## PROBLEM REQUIREMENTS
Write out everything from the line containing "Shot-chart audit: point to every instance of the lamp" down to the end of the records, requests included, shifting each answer coordinate up by 33.

>> Begin MATERIALS PROVIDED

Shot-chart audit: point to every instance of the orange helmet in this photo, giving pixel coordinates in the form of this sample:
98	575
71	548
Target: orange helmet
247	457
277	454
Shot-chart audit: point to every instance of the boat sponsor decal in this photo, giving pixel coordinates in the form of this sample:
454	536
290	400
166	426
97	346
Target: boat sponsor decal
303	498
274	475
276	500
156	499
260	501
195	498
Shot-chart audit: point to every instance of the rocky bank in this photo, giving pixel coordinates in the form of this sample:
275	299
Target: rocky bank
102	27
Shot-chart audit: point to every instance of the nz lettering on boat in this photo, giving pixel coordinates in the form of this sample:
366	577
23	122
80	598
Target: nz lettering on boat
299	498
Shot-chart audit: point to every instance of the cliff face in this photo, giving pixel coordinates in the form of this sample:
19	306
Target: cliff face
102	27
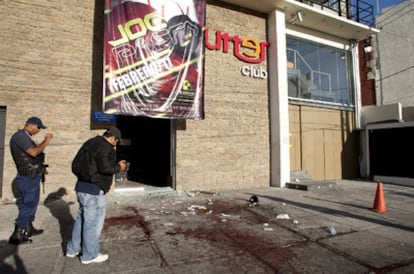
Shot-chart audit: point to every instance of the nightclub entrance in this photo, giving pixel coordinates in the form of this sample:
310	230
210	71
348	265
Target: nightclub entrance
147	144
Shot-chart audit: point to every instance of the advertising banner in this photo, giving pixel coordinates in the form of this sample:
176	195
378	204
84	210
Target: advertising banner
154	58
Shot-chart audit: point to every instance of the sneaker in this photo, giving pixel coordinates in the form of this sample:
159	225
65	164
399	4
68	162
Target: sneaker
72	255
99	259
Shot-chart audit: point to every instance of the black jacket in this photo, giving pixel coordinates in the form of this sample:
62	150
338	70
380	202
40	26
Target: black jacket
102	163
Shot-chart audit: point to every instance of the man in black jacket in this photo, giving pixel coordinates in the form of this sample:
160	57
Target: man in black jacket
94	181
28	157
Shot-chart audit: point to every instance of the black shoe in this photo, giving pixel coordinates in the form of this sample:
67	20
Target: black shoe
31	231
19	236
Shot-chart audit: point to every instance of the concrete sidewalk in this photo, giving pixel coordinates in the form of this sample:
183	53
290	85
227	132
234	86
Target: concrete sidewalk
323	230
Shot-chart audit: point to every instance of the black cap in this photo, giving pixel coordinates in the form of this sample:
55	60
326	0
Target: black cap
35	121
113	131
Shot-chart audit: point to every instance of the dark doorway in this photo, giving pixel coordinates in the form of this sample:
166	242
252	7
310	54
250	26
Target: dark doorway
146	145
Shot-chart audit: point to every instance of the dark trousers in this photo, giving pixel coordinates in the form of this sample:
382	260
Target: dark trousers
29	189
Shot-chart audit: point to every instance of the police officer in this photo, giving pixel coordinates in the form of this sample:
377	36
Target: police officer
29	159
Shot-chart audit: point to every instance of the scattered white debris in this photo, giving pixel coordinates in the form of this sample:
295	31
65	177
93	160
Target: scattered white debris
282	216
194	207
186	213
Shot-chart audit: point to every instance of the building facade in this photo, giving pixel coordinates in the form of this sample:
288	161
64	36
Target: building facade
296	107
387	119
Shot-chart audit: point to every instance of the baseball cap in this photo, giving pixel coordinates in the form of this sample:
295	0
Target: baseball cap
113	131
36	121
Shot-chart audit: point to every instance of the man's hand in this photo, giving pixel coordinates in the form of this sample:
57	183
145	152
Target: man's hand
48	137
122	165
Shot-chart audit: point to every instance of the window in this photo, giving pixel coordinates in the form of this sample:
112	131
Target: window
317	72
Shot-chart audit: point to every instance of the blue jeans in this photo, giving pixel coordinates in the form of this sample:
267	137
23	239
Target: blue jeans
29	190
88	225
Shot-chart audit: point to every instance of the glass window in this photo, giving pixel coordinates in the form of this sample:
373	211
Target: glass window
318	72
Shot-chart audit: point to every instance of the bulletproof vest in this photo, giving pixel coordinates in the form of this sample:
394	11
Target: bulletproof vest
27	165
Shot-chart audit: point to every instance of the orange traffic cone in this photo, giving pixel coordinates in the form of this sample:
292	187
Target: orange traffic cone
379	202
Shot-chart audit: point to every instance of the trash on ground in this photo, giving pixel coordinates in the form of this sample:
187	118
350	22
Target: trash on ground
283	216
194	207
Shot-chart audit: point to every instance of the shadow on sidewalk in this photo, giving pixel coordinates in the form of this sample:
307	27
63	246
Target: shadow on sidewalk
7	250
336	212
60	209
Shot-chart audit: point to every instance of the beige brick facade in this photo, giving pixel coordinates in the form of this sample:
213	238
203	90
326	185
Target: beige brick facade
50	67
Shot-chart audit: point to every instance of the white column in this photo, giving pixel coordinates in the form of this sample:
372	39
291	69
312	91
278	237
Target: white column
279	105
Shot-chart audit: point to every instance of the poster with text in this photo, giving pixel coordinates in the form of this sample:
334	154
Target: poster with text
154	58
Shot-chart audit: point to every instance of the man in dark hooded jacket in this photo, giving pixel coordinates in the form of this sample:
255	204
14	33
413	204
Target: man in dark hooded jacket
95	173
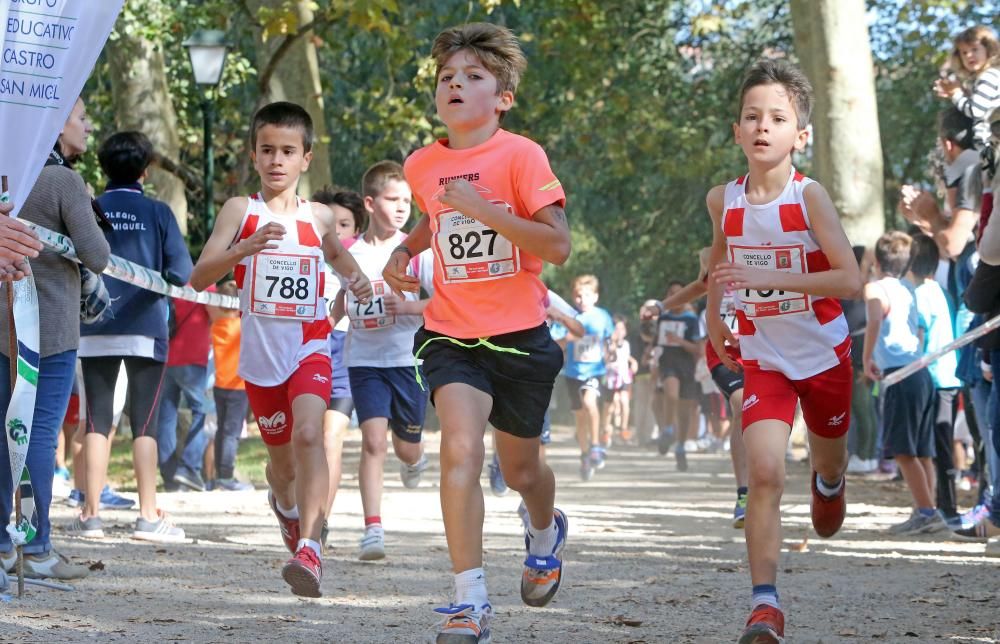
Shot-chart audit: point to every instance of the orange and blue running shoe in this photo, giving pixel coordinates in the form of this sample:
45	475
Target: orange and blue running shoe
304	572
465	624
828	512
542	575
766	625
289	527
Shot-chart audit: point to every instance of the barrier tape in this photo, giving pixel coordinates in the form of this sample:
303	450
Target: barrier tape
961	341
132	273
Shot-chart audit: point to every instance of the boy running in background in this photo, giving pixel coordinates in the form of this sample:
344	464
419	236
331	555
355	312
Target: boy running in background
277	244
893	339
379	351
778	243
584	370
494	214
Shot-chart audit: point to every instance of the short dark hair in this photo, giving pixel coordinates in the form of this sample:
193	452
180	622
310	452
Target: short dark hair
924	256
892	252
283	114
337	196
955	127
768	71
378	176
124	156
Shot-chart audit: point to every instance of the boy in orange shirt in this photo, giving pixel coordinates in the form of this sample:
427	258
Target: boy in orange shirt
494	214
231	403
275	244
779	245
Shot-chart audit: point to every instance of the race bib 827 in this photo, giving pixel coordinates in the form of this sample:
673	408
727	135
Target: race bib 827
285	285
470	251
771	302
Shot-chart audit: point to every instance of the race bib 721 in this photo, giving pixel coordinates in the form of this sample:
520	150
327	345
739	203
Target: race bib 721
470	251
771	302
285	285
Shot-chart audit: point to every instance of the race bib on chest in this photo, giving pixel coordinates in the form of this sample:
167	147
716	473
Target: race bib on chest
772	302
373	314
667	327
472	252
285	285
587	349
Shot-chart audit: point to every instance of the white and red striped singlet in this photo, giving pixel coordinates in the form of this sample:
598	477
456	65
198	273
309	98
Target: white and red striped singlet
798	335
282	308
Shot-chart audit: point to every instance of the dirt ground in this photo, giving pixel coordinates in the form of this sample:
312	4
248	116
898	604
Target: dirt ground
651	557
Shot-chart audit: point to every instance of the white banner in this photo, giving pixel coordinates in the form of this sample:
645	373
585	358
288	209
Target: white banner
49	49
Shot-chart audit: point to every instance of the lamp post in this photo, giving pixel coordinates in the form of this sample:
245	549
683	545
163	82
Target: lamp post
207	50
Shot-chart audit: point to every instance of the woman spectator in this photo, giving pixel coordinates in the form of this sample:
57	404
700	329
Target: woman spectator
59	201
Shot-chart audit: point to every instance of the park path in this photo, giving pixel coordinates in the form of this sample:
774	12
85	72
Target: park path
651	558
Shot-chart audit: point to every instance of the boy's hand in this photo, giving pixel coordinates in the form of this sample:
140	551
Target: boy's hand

>> End MATERIALS PROVIDED

## THE RESPONSE
Shot-chart audit: point to every instance of the lamp post in this photo, giving pixel coordinates in the form of this sample:
245	549
683	545
163	82
Target: lamp post
240	83
Shot-chart audit: point to every instance of the woman spectator in this photo, giving pixel coordinates in the form of this sample:
57	404
700	329
Target: woman spectator
92	234
Shot-chart audit: point to every instance of the park path in this photo, giving pixel coordinates in the form of this sample:
774	12
85	72
Target: park path
684	591
Shot-chart audit: point to every instance of the boy's hand in this photo, giving pixel coordinates in the form of this sample:
140	551
Target: boy's hand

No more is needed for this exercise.